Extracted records
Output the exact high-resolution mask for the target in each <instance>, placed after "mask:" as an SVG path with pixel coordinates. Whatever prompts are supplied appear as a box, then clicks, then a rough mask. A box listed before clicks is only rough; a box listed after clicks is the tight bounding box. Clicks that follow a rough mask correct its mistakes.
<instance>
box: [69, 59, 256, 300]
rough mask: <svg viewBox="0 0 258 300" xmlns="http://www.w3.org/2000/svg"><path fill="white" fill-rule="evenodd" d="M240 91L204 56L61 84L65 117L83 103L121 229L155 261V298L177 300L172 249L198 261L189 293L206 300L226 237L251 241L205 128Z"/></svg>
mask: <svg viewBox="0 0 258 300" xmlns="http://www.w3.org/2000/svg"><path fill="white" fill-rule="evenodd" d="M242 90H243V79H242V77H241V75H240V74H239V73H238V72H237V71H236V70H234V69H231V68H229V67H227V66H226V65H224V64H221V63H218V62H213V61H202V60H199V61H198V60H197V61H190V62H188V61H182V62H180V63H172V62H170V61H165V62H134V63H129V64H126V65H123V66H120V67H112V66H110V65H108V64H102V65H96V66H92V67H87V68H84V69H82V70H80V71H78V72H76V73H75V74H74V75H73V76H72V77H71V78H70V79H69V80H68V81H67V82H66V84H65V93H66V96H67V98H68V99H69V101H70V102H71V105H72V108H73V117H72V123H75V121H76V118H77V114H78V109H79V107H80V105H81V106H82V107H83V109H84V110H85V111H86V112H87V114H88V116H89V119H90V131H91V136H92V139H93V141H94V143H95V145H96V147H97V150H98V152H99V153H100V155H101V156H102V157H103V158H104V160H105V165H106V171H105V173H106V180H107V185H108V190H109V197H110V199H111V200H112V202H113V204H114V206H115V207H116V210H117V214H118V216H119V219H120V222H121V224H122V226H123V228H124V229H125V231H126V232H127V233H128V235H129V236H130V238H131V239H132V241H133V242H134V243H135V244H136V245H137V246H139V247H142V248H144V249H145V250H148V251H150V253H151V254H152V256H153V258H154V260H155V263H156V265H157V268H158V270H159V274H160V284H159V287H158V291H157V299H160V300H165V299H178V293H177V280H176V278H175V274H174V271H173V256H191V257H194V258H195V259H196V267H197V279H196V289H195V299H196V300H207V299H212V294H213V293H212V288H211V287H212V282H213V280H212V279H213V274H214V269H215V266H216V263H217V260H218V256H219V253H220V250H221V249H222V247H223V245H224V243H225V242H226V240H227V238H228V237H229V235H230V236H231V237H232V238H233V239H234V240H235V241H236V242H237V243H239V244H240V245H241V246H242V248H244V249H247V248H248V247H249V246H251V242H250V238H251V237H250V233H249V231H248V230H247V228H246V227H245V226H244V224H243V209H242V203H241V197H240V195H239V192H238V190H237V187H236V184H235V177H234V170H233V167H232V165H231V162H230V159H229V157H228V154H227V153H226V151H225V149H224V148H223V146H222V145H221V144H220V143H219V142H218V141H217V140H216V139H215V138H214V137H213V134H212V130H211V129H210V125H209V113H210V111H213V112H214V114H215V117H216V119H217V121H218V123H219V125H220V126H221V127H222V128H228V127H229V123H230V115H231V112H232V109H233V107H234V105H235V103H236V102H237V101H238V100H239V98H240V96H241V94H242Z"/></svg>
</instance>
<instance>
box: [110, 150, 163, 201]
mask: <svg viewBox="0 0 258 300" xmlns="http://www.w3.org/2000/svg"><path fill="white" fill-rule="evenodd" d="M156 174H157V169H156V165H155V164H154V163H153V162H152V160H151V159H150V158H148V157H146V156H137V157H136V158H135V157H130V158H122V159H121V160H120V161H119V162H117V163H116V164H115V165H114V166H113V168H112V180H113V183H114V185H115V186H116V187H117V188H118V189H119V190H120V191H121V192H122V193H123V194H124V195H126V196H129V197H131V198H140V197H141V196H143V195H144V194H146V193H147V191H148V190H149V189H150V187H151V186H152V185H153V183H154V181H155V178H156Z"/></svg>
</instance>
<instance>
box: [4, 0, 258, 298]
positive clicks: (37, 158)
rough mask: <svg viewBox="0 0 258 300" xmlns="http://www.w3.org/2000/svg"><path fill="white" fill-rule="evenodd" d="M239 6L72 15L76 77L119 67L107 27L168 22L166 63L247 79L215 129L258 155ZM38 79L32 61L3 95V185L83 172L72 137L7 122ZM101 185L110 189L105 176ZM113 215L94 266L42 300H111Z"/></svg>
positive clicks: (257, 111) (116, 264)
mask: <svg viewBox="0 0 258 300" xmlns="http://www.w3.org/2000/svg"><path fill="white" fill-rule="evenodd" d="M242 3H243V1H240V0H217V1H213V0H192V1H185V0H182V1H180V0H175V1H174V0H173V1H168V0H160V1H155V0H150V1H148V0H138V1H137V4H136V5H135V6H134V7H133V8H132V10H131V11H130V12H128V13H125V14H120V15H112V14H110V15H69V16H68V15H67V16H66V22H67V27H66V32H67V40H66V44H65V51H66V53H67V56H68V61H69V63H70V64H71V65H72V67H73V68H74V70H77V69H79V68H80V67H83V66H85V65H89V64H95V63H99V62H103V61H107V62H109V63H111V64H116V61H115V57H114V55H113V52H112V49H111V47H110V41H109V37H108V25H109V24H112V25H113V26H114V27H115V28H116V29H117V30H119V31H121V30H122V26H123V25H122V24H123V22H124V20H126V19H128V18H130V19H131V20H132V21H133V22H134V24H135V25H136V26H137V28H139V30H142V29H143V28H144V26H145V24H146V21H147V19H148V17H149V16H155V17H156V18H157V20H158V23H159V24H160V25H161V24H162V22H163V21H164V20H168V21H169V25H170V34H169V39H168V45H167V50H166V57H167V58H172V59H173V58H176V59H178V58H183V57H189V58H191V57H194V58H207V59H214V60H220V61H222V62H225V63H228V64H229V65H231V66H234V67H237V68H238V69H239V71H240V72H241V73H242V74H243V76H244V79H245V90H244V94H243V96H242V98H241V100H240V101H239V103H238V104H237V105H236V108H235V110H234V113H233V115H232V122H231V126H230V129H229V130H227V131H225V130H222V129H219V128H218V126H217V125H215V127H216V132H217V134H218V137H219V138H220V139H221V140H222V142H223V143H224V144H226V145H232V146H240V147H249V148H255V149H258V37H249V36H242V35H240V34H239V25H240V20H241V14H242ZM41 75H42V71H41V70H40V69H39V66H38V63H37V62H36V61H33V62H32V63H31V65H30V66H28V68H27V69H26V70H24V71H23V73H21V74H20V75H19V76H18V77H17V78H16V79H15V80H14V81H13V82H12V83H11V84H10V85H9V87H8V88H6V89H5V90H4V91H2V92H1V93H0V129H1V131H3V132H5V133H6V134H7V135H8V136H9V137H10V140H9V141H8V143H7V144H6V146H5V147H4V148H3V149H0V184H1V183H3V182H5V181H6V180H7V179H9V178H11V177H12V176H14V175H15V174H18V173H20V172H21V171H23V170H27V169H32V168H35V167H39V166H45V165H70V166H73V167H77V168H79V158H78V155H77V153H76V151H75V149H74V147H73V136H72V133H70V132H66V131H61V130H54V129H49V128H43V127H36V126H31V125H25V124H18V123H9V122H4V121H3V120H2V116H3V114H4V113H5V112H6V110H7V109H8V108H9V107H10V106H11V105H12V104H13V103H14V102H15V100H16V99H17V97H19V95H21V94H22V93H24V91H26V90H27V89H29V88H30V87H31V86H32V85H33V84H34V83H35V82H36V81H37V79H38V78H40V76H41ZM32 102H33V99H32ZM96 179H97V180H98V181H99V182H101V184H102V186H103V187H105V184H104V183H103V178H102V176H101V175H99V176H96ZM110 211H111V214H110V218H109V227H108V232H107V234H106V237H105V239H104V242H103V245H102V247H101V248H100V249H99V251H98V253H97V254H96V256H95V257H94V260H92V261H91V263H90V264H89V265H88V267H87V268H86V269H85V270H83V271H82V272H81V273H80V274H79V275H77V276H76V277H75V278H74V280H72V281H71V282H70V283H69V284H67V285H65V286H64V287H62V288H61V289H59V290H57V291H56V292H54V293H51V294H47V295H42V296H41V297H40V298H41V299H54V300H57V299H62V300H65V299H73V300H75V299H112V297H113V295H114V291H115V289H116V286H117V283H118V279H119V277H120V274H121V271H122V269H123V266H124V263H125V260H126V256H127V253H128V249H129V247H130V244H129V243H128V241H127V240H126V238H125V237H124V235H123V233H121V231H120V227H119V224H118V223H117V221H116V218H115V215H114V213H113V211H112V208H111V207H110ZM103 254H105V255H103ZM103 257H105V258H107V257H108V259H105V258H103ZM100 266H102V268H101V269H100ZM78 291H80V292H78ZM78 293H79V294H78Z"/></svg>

Your assignment: What you return must be the lines above that run from the line with "positive clicks: (37, 158)" to the line with "6L72 15L76 77L119", inclusive, each copied exactly.

Answer:
positive clicks: (37, 158)
rough mask: <svg viewBox="0 0 258 300" xmlns="http://www.w3.org/2000/svg"><path fill="white" fill-rule="evenodd" d="M239 6L72 15L76 77L119 67L107 27L168 22L166 63L247 79L215 129L258 155ZM38 79L32 61L3 95V185L83 172L72 137L7 122ZM101 185L110 189L105 176ZM113 215L94 266L42 300H111Z"/></svg>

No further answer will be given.